Print each line of the listing once more, precisely as given.

(Location labeling records)
>> begin
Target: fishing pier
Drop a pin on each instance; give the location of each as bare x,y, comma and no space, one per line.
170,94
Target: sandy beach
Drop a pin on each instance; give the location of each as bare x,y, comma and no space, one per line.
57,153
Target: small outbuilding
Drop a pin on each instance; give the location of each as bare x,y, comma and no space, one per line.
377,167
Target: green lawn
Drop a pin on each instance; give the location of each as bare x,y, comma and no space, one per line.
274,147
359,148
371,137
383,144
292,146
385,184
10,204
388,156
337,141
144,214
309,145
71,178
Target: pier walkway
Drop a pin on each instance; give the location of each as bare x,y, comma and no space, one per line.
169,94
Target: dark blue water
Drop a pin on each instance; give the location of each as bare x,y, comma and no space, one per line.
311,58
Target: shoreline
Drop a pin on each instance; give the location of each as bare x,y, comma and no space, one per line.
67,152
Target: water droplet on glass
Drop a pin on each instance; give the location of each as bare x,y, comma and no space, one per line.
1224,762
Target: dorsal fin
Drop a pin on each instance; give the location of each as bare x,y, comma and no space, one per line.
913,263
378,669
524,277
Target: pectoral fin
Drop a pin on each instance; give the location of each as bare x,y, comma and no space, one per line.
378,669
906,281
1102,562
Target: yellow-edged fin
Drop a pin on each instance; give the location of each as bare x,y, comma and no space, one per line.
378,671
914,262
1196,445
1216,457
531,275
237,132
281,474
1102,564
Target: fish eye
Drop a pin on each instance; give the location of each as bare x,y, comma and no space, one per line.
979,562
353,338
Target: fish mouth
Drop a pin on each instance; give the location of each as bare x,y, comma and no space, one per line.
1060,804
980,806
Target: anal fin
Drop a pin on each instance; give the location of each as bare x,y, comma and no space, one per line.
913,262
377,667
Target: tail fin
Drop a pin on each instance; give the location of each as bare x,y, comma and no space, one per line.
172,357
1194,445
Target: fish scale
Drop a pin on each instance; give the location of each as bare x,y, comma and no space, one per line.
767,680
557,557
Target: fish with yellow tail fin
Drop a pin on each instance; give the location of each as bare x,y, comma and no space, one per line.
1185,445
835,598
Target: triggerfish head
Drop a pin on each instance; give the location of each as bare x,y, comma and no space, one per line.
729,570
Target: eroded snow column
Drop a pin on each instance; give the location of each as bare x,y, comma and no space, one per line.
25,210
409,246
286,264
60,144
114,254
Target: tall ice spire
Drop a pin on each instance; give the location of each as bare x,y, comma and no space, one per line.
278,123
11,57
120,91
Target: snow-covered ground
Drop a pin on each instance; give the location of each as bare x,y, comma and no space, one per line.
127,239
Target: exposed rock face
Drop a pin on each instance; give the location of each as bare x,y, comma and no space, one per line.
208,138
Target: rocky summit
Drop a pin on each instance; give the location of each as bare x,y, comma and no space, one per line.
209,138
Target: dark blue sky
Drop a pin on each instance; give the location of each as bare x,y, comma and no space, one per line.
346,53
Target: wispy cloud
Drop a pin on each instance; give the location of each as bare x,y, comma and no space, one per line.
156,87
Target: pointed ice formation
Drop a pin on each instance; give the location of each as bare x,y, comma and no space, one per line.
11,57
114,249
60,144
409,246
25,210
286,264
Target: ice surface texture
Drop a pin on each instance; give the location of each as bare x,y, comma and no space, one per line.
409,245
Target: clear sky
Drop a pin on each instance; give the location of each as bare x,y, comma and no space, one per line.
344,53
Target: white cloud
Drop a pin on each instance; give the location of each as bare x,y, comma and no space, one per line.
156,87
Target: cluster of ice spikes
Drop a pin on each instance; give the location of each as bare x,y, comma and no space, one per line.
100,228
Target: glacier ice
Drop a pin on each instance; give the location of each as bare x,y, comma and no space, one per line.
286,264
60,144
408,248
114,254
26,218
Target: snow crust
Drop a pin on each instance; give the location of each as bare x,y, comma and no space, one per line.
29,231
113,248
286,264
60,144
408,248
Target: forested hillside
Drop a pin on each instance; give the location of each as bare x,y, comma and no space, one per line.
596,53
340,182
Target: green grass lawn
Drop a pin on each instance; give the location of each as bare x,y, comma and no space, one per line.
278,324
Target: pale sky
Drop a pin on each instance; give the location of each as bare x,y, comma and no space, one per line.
>> end
§ RESULT
Target: fishing pier
Drop a pin on each instance; give the location of each as bare x,y, comma and no space, one per line.
170,94
Target: sandy beach
Drop a pin on each instance; give the location of each as bare x,y, comma and no space, one per line.
57,153
Target: small outbuilding
Drop a pin on each instance; give the location of each as bare x,y, comma and no space, one per line.
377,167
Target: green lawn
Drop a pin on each instance; give the location of each as bare x,y, comma and no space, one per line.
274,147
359,148
371,137
383,144
292,146
385,184
10,204
388,156
337,141
144,214
309,145
71,178
Target: pier walkway
Drop a pin on each instance; give the location of each as bare x,y, comma and no space, one per line.
169,94
Target: dark blue water
Drop a pin on each instance; give the location of each as bare x,y, comma and no space, one per line.
311,58
Target: shoreline
Drop a pin on each instance; give the location of each as bare x,y, comma and no space, one per line.
67,152
Target: water droplet on glass
Drop a pin on each instance; give the location of each as bare x,y, comma and no space, one per line.
1224,762
Target: dorsal fin
Drop a pin on each instance; give the location of each as bare x,y, comma and no space, one per line.
913,263
378,669
524,277
Target: pectoral fin
Drop a pin on each instance; give the location of each as bare x,y, comma and no space, one per line.
378,669
906,281
1102,562
Target: yellow-edged fin
Drop a pin on each instance; give the location of each as bare x,y, comma and no space, one per line.
378,671
914,262
1196,445
1216,457
531,275
237,132
281,474
1102,564
Target: fish eye
Drop a pin on each instance; give the location of each as bare x,y, comma and no space, one per line.
979,562
353,338
Target: fish mouth
Drop a pin on each instance; give the location of each as bare x,y, comma and no space, one per line.
1060,804
980,806
Target: anal fin
Drop a pin on each instance; give the location of each as bare x,y, comma and no space, one per line.
913,262
377,667
Target: tail fin
Drop a pin on each instance; give the location of each as bare x,y, comma and no space, one per line.
172,357
1194,445
Target: fish scale
Drop a pin on each instance; give the location of each as bare x,y, comma and no space, one per line.
767,680
557,557
Target: fish with yellow tail fin
Drop a pin on each instance; give the location of each as bare x,y, comma and no space, one per line.
1185,445
835,598
Target: triggerfish head
Drop a pin on each instance; give the location of each as bare x,y, comma and no space, one per line.
729,570
Target: eroded snow column
Drop a pin on each instance; give the location of each as bare x,y, comma and no space, one per line.
25,210
409,246
286,264
60,144
114,254
Target: tall ice spire
Drop a pin on each instance; give the location of each as bare x,y, comma and no space, one per line.
278,123
11,57
120,91
Target: snow-covered ground
Drop a pin on each instance; give the location of each as bare x,y, comma and no space, one per line.
127,239
Target: exposed rock face
Drop a pin on each instance; give the location of each as bare x,y, comma and no space, one per line.
208,138
Target: rocky summit
Drop a pin on each instance; give the location of each as bare x,y, comma and no space, one per line.
209,138
Target: dark blue sky
Drop a pin on each instance; give the location of each as bare x,y, comma and no space, one per line.
346,53
Target: wispy cloud
Drop a pin on each instance; give the location of each as bare x,y, comma and no space, one per line.
156,87
Target: pointed ice formation
Drop a pin on each instance; give the location of each as bare x,y, comma and no space, one per line.
11,57
114,249
60,144
409,246
25,210
286,264
Target: ice surface texture
Drop a pin on each instance; give the location of each as bare x,y, comma and no space, one per line.
409,245
Target: clear sky
Drop a pin on each instance; give the location of each as bare x,y, comma and no space, one per line.
344,53
Target: white cloud
Drop a pin on each instance; give the location of each as bare x,y, comma and no space, one per line.
156,87
Target: cluster of ice spikes
Drop a pin on each instance; give the location of each as bare x,y, comma and no space, one per line.
100,228
Target: glacier ice
Drop a pin on each instance; give the location of each as bare x,y, comma and no space, one per line.
286,264
60,144
408,248
114,254
26,218
Target: snow crust
Drop a pin on each instance; give the location of each as bare x,y, comma and no space, one per line.
29,231
113,248
286,264
60,144
408,248
Target: forested hillside
Drop a pin on each instance; give the location of each as bare x,y, comma and no space, one per line.
596,53
340,182
Target: green grass lawn
Drop a pin on each instance; give the location of each as bare x,y, comma and no space, one per line.
278,324
Target: pale sky
Drop a pin on each instance; give the location of each as bare x,y, comma and no space, one per line.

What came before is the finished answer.